▶ [EXERCISE GOAL]: Once you have read the listing below, output it again exactly.

——

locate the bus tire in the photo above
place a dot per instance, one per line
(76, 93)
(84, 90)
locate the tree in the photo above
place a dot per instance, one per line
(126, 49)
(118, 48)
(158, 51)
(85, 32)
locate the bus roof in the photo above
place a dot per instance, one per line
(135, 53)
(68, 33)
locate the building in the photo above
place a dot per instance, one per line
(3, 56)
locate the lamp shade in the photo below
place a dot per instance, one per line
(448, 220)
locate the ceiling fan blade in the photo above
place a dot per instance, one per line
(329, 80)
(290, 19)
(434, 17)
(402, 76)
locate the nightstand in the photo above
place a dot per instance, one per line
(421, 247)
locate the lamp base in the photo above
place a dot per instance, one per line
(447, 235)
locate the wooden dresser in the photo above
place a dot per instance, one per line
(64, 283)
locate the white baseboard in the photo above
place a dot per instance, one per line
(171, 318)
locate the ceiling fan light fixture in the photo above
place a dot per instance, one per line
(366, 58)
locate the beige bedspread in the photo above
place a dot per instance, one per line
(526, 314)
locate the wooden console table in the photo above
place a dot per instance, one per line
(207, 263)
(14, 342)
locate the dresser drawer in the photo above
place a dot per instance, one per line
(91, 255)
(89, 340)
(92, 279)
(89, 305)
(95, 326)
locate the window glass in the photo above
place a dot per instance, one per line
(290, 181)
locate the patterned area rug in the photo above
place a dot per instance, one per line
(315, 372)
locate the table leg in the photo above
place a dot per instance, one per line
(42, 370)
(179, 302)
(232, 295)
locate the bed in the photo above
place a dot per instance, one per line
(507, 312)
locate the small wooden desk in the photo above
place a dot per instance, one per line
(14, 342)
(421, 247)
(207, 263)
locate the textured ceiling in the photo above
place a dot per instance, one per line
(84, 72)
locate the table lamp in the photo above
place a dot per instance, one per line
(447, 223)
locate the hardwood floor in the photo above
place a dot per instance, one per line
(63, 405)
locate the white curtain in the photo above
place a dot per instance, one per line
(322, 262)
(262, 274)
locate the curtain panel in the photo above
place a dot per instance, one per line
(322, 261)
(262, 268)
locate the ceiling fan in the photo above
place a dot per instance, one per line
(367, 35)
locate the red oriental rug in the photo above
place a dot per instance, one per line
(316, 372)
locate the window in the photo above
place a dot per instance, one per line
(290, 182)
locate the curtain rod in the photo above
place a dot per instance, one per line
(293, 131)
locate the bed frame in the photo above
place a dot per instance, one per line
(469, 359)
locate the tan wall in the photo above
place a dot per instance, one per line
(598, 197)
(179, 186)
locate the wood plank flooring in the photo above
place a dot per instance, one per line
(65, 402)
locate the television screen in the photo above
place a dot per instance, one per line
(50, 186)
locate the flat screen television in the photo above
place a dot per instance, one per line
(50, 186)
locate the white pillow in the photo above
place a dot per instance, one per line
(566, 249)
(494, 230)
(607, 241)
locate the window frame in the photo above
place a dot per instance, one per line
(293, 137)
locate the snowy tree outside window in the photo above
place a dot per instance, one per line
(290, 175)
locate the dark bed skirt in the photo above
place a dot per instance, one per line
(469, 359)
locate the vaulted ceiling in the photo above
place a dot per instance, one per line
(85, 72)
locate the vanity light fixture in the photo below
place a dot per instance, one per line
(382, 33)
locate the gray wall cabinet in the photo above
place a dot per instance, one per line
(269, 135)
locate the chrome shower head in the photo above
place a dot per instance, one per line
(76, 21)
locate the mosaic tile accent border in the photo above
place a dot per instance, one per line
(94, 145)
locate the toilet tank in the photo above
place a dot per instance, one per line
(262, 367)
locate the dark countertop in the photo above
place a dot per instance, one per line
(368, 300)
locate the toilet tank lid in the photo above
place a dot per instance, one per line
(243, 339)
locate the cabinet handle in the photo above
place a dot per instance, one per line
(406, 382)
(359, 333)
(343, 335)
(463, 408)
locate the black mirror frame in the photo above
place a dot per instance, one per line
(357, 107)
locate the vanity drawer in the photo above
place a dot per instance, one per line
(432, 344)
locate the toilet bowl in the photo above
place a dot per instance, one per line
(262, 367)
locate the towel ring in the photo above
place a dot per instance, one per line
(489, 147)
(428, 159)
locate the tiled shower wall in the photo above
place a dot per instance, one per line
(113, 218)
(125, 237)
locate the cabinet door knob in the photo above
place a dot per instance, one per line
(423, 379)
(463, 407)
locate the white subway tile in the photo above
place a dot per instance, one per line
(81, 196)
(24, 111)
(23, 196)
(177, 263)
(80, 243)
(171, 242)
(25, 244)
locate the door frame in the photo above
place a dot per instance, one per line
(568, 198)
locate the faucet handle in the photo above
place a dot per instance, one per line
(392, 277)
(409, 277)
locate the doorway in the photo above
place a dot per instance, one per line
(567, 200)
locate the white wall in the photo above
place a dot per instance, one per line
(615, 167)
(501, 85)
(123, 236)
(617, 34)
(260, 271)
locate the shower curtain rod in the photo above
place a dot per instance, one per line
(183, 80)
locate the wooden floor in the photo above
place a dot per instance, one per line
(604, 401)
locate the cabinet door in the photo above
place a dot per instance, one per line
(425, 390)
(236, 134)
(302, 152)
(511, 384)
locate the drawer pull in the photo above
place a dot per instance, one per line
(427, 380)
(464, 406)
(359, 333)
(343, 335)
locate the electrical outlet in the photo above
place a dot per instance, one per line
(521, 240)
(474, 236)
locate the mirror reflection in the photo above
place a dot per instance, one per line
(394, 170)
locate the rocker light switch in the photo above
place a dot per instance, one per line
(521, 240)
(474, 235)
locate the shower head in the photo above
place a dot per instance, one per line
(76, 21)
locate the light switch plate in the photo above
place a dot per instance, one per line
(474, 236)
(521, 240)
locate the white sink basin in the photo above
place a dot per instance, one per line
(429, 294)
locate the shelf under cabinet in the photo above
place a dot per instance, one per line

——

▶ [YOUR SOLUTION]:
locate the bus tire in the photo above
place a dot per instance, one per line
(76, 93)
(84, 90)
locate the tree in the photo above
place a dot per instance, one per line
(126, 49)
(118, 48)
(158, 51)
(85, 32)
locate the bus roof in the photo above
place a dot per instance, one per line
(135, 53)
(68, 33)
locate the building in the photo above
place a dot per instance, one per line
(3, 56)
locate the lamp shade in the photo below
place a dot per instance, one per line
(448, 220)
locate the ceiling fan blade in the photo above
place a dot per instance, one per line
(329, 80)
(290, 19)
(434, 17)
(402, 76)
locate the nightstand in the photo above
place a dot per instance, one per line
(421, 247)
locate the lamp base in the photo above
place a dot per instance, one per line
(447, 235)
locate the wooden dresser in the photo above
place a dot per instance, one per line
(64, 283)
locate the white baseboard in the photo above
place a dot per instance, one per line
(171, 318)
locate the ceiling fan light fixture in the photo above
place a dot per instance, one per line
(366, 58)
locate the beige bedspread in the photo above
place a dot per instance, one per line
(526, 314)
locate the wooden console table in the photo above
place a dot per instance, one per line
(207, 263)
(14, 342)
locate the dresser drawer in the photo above
place a dot per instance, one per line
(91, 255)
(89, 340)
(92, 279)
(89, 305)
(95, 326)
locate the window glass in the photo above
place a dot per instance, one per line
(290, 181)
locate the patterned area rug in the photo above
place a dot per instance, one per line
(315, 372)
locate the table leg in the photo above
place a dot per instance, one per line
(42, 370)
(179, 302)
(232, 295)
locate the bed in the photo above
place a dot per instance, one per line
(507, 312)
locate the small wooden desk in the photo above
place a dot per instance, one per line
(14, 342)
(421, 247)
(207, 263)
locate the textured ceiling in the photo above
place a dot per instance, one per line
(84, 72)
locate the table lamp in the photo above
place a dot per instance, one per line
(447, 223)
locate the hardwood floor in the photo above
place a dot per instance, one per line
(63, 405)
locate the white curtain in the photo above
place a dot per instance, one per line
(322, 262)
(262, 274)
locate the curtain panel in the photo above
place a dot per instance, one per line
(322, 261)
(262, 268)
locate the ceiling fan in the photo above
place a dot per instance, one per line
(367, 35)
locate the red oriental rug in the photo above
place a dot per instance, one per line
(316, 372)
locate the window in the photo above
place a dot per instance, one per line
(290, 182)
locate the curtain rod in the photo above
place a dot per instance, one per line
(293, 131)
locate the bed frame in the photo above
place a dot per instance, one per line
(469, 359)
locate the tan wall in the photo above
place a dot per instance, one per line
(598, 197)
(179, 186)
locate the wood plank flooring in the photo above
place a dot per instance, one per line
(65, 402)
locate the television screen in the photo above
place a dot per instance, one per line
(50, 186)
locate the flat screen television in the photo above
place a dot per instance, one per line
(50, 186)
locate the white pillow in the photo above
place a dot per instance, one per line
(566, 249)
(494, 230)
(607, 241)
locate the window frame in the photo above
place a dot per instance, one per line
(293, 137)
locate the snowy tree outside window in the photo above
place a dot per instance, one per line
(290, 175)
locate the dark bed skirt in the photo above
place a dot per instance, one per line
(469, 359)
locate the vaulted ceiling in the photo above
place a dot per instance, one per line
(85, 72)
locate the vanity light fixture in the photo below
place a dot per instance, one per line
(382, 33)
locate the gray wall cabinet in the photo above
place a dot per instance, one per line
(269, 135)
locate the chrome shower head in the photo above
place a dot per instance, one per line
(76, 21)
locate the mosaic tile accent border in the photo above
place a dot per instance, one per line
(94, 145)
locate the toilet tank in the photo above
place a dot per instance, one per line
(262, 367)
locate the dark countertop in the photo above
place a dot per instance, one per line
(368, 300)
locate the toilet tank lid in the photo above
place a dot per instance, one per line
(243, 339)
locate the cabinet handle in the photo above
place a dot per instance, one per line
(406, 382)
(359, 333)
(343, 335)
(463, 408)
locate the black mirror frame in the photo above
place a dot per instance, one per line
(357, 107)
locate the vanity drawer in the photo above
place a dot per instance, one per line
(432, 344)
locate the toilet bowl in the photo above
place a dot per instance, one per line
(262, 367)
locate the towel ring in the photo above
place a dot per instance, one per line
(489, 147)
(428, 159)
locate the tiled shower wall in the photo above
place a dot per instance, one per line
(113, 218)
(125, 237)
locate the cabinet door knob in the photo above
place a dot per instance, one per line
(423, 379)
(463, 407)
locate the white subway tile in the photo above
place a dot per instance, one per line
(81, 196)
(24, 111)
(23, 196)
(177, 263)
(80, 243)
(171, 242)
(25, 244)
locate the door frame in the photo above
place a dot per instance, one per line
(568, 198)
locate the faucet handle in the photo above
place a dot per instance, one per line
(392, 277)
(409, 277)
locate the doorway in the photo above
place a dot per instance, one per line
(567, 200)
locate the white wall in the photo above
place a dot per instance, one per line
(615, 167)
(501, 85)
(123, 236)
(617, 34)
(260, 271)
locate the shower curtain rod in the photo above
place a dot per instance, one per line
(183, 80)
locate the wooden floor in the photo above
place a dot per instance, one per line
(604, 401)
locate the cabinet door in the photo above
place a dot per instance, one per line
(425, 390)
(236, 134)
(302, 152)
(511, 384)
locate the drawer pull in the photo above
place a dot per instance, one per line
(427, 380)
(464, 406)
(359, 333)
(343, 335)
locate the electrical outlet in the photo above
place a dot per instance, one per line
(521, 240)
(474, 236)
locate the mirror reflection in the photo above
place a dot per instance, one per line
(394, 170)
locate the rocker light switch in the photo above
place a dot per instance, one per line
(521, 240)
(474, 235)
locate the shower head in the photo above
place a dot per instance, one per line
(76, 21)
locate the light switch plate in the photo above
place a dot per instance, one per line
(474, 236)
(521, 240)
locate the white sink basin in the photo above
place a dot per instance, one per line
(429, 294)
locate the shelf under cabinet in the photo above
place a dot per instance, one per line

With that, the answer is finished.